Extracted entries START

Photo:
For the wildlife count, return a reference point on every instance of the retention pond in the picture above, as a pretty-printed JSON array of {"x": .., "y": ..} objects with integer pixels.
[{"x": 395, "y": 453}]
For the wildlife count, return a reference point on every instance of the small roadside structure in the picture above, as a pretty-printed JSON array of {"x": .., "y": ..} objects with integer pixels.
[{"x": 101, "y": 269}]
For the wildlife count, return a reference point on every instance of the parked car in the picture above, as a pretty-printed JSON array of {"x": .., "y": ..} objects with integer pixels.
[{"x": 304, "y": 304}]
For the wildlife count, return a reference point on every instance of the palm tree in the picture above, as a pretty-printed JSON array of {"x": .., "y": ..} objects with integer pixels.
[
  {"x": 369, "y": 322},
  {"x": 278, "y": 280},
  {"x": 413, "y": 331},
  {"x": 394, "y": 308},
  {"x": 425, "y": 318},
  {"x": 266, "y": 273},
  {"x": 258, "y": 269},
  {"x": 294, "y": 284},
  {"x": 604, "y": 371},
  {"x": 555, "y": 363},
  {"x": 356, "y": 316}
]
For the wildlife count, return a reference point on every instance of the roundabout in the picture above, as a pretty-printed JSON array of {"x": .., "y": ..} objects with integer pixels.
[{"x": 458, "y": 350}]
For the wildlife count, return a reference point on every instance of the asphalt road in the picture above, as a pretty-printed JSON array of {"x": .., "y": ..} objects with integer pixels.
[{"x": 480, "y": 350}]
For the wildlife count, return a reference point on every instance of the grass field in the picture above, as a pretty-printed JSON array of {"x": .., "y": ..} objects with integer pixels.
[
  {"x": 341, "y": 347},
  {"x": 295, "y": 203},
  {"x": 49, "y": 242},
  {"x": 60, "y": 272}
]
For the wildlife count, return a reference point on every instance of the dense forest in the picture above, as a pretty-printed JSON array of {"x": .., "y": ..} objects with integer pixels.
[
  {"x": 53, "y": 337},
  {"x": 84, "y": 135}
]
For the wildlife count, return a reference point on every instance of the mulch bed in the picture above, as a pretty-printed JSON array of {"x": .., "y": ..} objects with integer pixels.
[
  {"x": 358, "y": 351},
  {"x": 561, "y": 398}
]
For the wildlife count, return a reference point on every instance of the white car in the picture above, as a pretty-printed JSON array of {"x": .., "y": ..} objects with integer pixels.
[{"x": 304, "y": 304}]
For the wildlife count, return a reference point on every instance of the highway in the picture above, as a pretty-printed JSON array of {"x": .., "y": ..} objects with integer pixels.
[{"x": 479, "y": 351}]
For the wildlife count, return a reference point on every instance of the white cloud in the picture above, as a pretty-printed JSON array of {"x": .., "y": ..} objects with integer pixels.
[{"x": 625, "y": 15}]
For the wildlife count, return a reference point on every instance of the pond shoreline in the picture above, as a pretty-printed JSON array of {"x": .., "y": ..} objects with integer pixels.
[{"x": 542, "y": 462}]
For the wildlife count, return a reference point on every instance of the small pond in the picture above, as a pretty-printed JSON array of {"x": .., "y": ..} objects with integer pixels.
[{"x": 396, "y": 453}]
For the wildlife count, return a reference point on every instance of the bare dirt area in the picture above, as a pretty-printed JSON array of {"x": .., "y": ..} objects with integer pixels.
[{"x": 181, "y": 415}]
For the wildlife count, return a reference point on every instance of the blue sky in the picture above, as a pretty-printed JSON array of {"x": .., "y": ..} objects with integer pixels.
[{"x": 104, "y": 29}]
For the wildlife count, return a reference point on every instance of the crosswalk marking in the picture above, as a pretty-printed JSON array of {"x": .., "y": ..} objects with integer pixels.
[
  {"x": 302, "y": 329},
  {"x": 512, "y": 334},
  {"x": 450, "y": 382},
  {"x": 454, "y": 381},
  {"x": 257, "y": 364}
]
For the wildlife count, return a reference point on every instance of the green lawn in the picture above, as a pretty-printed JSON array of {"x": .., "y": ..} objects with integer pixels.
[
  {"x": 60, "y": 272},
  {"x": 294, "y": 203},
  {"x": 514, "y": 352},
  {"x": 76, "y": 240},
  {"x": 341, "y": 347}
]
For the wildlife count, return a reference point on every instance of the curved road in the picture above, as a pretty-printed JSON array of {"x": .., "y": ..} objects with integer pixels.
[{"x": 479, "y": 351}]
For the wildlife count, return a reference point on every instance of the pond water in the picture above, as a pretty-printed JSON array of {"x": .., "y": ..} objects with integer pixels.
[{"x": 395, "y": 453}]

Extracted entries END

◆ Aim of the task: Nothing in the records should be left out; write all of them out again exactly.

◆ Answer to this problem:
Photo:
For the wildlife count, return a reference point on every instance of the retention pond in the picture above, as a pretty-printed JSON array of {"x": .., "y": ..} objects with integer pixels.
[{"x": 395, "y": 453}]
For the wildlife count, return a reference point on every instance of the small roadside structure in the picture above, as a pretty-printed JSON array of {"x": .., "y": ..} objects with integer pixels.
[{"x": 101, "y": 269}]
For the wildlife count, return a reference point on every instance of the parked car in the picture above, as a pretty-printed JSON array of {"x": .., "y": ..} objects with integer pixels.
[{"x": 304, "y": 304}]
For the wildlife count, return a reference point on every instance of the palm tree in the picture above, as a pretty-printed JSON array of {"x": .., "y": ..} objects with integer pixels.
[
  {"x": 369, "y": 322},
  {"x": 278, "y": 280},
  {"x": 413, "y": 331},
  {"x": 394, "y": 308},
  {"x": 425, "y": 318},
  {"x": 266, "y": 273},
  {"x": 258, "y": 269},
  {"x": 294, "y": 284},
  {"x": 604, "y": 371},
  {"x": 555, "y": 363},
  {"x": 356, "y": 316}
]
For the wildlife count, return a reference point on every instance of the roundabout in the picture above, as a pretty-printed JSON array of {"x": .., "y": ..} objects with integer pixels.
[{"x": 458, "y": 350}]
For the wildlife count, return a reference point on every instance of the asphalt road in the picture above, as a pretty-printed JSON array of {"x": .., "y": ..} objects with integer pixels.
[{"x": 480, "y": 350}]
For the wildlife count, return a reference point on every instance of the grass field in the picture above, as a pretty-printed JSON array of {"x": .., "y": ..} objects with integer pixels.
[
  {"x": 341, "y": 347},
  {"x": 295, "y": 203},
  {"x": 49, "y": 242},
  {"x": 60, "y": 272}
]
For the wildlife count, return a reference point on every instance of the dense forest in the picture above, as a pretty-printed JSON array of {"x": .., "y": ..} objects with integer pixels.
[
  {"x": 53, "y": 337},
  {"x": 84, "y": 135}
]
For the wildlife count, return a reference point on every instance of the mulch bed in the picture above, as a pretty-printed JSON array of {"x": .., "y": ..} objects with integer pixels.
[
  {"x": 358, "y": 351},
  {"x": 561, "y": 398}
]
For the wildlife count, return a reference point on every instance of the white car in the picture above, as a pretty-printed JSON array of {"x": .., "y": ..} objects with integer pixels.
[{"x": 304, "y": 304}]
For the wildlife count, return a reference point on every instance of the highway in the picture above, as a pretty-printed JSON array of {"x": .., "y": ..} objects with integer pixels.
[{"x": 479, "y": 351}]
For the wildlife count, return a reference point on every instance of the white cloud in the picture above, as a pretty-printed JSON array of {"x": .., "y": ..} objects with integer pixels.
[{"x": 625, "y": 15}]
For the wildlife count, return a reference point on every instance of the pond shoreline in the picture above, as a pretty-printed JSON array of {"x": .., "y": ..} objects with integer pixels.
[{"x": 542, "y": 462}]
For the wildlife count, return a reference point on every instance of the small pond in the picture above, as a pretty-printed JSON array of {"x": .., "y": ..} objects with integer pixels.
[{"x": 396, "y": 453}]
For the wildlife count, return a reference point on every instance of the bare dirt area in the picture above, as a pretty-printed JSON array of {"x": .., "y": ..} objects with integer pixels.
[{"x": 181, "y": 415}]
For the wildlife count, return a reference point on every instance of the blue sky in the picture above, as a pretty-printed JSON array of {"x": .., "y": ..} objects with integer pixels.
[{"x": 104, "y": 29}]
For the wildlife count, return a reference point on every instance of the crosswalk marking in the picture above, as a pretty-printed JSON array of {"x": .., "y": ..} objects with integer pixels.
[
  {"x": 302, "y": 329},
  {"x": 512, "y": 334},
  {"x": 450, "y": 382},
  {"x": 454, "y": 381},
  {"x": 257, "y": 364}
]
For the wildlife count, return a reference point on every instance of the green lawn in the picture above, as a pretty-printed JSON array of {"x": .., "y": ..} objects with integer pixels.
[
  {"x": 60, "y": 272},
  {"x": 294, "y": 203},
  {"x": 514, "y": 352},
  {"x": 76, "y": 240},
  {"x": 341, "y": 347}
]
For the wildlife count, return a reference point on every instance of the curved road in the picture above, as a pretty-printed JSON array of {"x": .., "y": ..} objects with integer pixels.
[{"x": 479, "y": 351}]
For the wildlife count, return a reference point on every instance of the pond water in the picture above, as a pretty-printed JSON array of {"x": .., "y": ..} objects with integer pixels.
[{"x": 395, "y": 453}]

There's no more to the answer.